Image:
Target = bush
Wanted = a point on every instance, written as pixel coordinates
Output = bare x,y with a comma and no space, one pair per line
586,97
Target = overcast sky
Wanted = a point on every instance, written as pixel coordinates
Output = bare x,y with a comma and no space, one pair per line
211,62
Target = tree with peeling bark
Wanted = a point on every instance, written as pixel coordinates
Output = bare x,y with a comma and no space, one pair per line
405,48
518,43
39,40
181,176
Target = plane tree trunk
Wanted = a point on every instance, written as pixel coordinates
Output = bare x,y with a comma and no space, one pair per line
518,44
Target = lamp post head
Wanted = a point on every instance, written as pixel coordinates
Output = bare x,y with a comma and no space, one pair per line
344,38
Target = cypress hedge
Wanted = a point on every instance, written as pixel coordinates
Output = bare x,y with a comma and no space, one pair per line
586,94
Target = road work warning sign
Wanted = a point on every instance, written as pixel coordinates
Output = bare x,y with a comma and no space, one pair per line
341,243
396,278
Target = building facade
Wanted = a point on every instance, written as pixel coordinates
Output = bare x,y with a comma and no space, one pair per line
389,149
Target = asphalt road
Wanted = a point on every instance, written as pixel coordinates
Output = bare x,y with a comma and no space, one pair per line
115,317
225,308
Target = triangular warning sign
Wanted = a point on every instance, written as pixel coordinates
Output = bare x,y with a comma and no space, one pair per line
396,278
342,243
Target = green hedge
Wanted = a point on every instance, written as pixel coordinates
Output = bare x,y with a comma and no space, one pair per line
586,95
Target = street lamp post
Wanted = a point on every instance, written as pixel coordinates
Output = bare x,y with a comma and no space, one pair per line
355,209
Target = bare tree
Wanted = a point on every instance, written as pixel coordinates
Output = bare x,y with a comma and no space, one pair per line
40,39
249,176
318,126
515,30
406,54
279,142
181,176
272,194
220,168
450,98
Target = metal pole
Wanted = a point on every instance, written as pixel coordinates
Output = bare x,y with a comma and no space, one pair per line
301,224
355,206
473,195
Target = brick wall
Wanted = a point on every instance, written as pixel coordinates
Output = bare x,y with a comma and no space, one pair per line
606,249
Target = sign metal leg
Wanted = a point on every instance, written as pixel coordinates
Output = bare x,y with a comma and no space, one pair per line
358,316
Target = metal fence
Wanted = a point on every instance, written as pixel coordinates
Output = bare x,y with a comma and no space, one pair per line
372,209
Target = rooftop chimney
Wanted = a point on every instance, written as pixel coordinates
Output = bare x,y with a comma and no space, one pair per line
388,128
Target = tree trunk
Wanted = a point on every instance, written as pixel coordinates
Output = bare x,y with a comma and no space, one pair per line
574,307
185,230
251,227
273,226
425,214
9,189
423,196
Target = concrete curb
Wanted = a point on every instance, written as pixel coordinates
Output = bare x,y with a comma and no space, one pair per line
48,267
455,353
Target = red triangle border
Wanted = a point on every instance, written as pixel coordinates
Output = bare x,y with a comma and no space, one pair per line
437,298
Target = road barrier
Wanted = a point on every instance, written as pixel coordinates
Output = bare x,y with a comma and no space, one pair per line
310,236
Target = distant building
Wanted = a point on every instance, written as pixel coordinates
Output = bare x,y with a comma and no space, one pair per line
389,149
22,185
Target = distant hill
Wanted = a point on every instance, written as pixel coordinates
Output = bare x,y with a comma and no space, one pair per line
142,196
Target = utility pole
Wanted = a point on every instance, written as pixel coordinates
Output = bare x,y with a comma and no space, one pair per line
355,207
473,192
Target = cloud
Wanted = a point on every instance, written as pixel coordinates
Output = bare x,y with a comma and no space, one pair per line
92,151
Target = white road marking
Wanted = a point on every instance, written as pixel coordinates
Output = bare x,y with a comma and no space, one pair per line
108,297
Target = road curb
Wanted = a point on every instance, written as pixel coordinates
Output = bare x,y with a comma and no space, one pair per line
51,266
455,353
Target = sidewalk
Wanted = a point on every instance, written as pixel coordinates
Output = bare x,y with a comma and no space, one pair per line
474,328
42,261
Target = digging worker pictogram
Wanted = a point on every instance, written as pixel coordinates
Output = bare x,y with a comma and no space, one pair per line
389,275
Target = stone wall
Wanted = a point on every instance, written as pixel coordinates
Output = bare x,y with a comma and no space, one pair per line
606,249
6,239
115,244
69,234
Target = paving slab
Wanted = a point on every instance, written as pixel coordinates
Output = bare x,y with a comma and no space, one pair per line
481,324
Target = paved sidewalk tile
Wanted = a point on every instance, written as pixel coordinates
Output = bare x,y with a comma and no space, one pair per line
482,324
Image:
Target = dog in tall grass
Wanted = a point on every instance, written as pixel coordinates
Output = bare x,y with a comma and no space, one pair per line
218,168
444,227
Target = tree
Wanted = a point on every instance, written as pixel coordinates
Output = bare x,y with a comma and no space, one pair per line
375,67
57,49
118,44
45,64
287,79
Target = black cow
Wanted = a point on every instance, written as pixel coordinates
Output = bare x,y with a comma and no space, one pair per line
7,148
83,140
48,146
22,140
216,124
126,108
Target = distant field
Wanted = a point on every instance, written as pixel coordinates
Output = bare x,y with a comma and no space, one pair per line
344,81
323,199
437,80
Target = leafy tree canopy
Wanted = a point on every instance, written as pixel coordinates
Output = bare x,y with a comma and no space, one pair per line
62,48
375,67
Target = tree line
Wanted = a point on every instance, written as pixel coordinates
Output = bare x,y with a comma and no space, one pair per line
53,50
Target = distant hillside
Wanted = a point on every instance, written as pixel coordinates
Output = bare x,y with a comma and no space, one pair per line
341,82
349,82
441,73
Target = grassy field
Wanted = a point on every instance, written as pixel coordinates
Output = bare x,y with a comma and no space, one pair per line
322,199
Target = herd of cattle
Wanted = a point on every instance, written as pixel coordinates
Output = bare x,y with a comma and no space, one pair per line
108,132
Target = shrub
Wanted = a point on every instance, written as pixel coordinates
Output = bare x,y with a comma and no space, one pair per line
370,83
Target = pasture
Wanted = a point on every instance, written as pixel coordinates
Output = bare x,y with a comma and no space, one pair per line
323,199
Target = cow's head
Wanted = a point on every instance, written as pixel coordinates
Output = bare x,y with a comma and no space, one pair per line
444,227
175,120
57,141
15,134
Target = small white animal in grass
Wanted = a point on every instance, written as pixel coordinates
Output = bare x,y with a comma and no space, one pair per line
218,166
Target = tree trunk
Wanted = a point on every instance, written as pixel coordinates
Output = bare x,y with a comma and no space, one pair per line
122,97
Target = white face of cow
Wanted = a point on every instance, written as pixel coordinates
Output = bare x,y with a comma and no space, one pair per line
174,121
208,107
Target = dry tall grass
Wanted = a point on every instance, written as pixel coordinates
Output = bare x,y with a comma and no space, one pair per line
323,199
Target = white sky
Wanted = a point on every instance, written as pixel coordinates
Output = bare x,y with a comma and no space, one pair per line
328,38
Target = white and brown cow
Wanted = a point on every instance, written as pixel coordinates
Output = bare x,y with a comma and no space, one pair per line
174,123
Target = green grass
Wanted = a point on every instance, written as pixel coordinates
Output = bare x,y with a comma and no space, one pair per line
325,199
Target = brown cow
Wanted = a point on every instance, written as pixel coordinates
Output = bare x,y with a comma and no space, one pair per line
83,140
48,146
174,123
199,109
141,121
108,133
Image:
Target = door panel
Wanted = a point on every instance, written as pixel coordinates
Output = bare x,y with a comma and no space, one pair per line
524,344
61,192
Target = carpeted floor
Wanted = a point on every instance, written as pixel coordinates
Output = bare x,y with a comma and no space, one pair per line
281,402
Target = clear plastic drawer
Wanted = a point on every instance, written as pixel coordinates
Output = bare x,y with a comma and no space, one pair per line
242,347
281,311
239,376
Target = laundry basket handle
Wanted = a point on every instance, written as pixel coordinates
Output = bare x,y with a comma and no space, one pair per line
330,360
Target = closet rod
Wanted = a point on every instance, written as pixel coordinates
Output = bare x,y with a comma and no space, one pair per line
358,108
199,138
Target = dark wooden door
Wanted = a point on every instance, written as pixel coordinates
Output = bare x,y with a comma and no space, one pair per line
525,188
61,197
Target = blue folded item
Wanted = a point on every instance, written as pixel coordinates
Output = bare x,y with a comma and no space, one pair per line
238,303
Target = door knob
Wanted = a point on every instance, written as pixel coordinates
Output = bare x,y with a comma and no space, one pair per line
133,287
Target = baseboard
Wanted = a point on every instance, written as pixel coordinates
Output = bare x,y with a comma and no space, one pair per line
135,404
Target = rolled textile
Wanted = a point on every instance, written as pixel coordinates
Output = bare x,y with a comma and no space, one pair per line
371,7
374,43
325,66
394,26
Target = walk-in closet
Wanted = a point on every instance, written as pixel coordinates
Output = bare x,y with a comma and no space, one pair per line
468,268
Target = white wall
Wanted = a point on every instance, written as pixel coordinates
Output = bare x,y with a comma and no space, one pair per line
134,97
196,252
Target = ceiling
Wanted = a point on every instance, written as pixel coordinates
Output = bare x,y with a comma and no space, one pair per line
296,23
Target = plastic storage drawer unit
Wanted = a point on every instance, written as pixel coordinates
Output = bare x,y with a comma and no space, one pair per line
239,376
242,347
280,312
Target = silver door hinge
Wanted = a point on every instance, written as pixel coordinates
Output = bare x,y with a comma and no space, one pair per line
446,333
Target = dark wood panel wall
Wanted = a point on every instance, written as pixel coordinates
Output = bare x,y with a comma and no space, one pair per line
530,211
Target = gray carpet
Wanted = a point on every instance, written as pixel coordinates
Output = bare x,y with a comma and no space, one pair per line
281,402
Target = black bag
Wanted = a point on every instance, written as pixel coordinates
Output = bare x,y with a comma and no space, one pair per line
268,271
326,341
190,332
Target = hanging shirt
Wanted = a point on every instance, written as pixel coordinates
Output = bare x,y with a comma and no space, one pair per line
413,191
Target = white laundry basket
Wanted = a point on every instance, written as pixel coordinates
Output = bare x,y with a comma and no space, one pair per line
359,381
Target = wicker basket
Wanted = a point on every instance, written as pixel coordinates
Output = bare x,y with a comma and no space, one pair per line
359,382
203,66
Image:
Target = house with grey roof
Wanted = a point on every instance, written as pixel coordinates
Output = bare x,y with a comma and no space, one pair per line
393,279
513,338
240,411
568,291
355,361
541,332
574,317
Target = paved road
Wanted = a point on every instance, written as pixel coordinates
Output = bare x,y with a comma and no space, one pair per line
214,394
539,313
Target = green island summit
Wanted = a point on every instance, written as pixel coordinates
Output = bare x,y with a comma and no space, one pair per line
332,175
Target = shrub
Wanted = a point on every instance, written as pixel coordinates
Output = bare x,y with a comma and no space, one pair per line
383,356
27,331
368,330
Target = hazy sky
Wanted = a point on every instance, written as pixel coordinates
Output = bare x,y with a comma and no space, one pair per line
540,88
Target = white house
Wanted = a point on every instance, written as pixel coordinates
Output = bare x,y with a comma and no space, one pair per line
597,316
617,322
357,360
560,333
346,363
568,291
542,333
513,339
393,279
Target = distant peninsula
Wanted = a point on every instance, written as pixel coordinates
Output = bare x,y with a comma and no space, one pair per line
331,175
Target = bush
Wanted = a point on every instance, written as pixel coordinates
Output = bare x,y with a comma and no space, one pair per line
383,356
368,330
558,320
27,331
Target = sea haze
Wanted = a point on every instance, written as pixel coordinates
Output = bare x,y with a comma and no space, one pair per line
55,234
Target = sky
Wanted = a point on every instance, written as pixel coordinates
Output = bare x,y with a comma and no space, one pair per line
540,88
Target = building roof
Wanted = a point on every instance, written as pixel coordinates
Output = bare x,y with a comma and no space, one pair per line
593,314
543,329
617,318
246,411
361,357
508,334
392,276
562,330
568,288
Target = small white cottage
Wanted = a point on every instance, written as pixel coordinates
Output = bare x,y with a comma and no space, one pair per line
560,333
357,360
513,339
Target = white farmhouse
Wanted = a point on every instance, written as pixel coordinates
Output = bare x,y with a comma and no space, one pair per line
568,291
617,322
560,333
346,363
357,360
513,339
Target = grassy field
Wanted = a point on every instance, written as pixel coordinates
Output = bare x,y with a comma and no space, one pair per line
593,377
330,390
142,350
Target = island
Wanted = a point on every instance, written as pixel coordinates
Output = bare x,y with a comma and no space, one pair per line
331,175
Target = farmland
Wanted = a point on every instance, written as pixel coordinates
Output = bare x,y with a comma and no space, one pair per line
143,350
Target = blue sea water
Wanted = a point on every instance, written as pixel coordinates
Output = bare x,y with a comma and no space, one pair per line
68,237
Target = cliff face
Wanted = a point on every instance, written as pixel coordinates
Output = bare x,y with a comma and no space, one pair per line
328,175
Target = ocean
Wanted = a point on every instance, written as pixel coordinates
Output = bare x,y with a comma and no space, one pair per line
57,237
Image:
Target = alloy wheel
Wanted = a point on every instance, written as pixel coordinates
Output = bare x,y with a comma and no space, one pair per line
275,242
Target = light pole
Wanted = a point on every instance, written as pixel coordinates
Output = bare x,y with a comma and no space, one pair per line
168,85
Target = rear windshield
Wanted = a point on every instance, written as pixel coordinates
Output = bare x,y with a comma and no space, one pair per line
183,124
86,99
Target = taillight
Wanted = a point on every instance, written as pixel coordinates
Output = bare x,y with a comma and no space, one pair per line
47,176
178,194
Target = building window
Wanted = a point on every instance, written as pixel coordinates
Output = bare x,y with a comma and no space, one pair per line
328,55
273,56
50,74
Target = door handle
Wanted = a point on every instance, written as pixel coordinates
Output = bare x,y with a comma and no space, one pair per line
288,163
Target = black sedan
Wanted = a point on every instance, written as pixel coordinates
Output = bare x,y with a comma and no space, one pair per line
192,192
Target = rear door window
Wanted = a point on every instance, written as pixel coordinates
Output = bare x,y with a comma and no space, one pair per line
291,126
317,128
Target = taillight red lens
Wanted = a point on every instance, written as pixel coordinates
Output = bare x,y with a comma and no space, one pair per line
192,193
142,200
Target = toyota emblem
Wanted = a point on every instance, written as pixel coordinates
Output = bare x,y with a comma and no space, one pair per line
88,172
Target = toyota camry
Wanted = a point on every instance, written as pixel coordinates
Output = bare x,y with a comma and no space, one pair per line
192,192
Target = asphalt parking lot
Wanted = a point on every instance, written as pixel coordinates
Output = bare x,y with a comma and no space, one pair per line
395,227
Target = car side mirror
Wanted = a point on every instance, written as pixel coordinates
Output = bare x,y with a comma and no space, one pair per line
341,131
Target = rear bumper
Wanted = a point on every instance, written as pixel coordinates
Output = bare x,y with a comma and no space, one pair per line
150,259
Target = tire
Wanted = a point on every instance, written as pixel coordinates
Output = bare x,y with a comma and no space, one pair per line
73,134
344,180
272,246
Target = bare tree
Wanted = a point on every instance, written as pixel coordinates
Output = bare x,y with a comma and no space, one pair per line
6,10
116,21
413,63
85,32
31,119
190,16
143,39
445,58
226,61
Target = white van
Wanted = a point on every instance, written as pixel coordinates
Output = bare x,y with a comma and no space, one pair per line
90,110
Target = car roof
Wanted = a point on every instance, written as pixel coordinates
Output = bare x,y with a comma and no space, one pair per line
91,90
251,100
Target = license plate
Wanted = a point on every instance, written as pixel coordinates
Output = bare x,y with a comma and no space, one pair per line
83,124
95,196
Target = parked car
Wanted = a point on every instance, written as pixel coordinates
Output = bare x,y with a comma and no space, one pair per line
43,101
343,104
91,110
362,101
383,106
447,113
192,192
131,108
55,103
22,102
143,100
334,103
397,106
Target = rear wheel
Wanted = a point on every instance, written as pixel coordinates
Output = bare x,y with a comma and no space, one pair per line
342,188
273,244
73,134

☆ ☆ ☆ ☆ ☆ ☆ ☆

**Exercise brief**
When a line in the data holds the word "building", show that line.

**Exercise answer**
Target = building facade
Target = distant building
Target = building roof
Target = building window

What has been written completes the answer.